» Exercise details
Collect every line below that contains the word "planner".

[Data extracted from a collection]

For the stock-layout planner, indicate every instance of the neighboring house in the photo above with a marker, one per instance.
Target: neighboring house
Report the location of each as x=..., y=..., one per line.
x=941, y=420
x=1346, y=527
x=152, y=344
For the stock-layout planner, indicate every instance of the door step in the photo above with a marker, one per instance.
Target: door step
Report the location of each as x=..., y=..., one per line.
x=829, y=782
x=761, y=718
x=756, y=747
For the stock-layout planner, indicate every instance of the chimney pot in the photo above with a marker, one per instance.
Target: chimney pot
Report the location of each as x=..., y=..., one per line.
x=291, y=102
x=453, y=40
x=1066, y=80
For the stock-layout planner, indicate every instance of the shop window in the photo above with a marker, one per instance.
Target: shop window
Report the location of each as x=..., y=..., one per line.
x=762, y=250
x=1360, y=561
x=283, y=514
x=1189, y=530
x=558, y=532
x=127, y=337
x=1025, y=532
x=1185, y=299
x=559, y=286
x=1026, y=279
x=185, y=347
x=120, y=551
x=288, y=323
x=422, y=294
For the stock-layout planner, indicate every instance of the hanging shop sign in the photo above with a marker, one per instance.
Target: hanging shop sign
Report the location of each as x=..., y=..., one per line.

» Your response
For the stock-layout planner, indicate every instance of the neighboring house in the photo above with a marker, one per instance.
For the stock-layout planner, indicate every instance of the door step in the photo above with a marker, one per instance.
For the stock-layout planner, indicate every instance of the chimney pot in the photo above with a marker, one per instance.
For the stock-layout planner, indicate every instance of the shop window in the photo above with a marker, one per instance.
For the stock-layout planner, indicate every instance of the hanging shop sign in the photo above with a marker, one per instance.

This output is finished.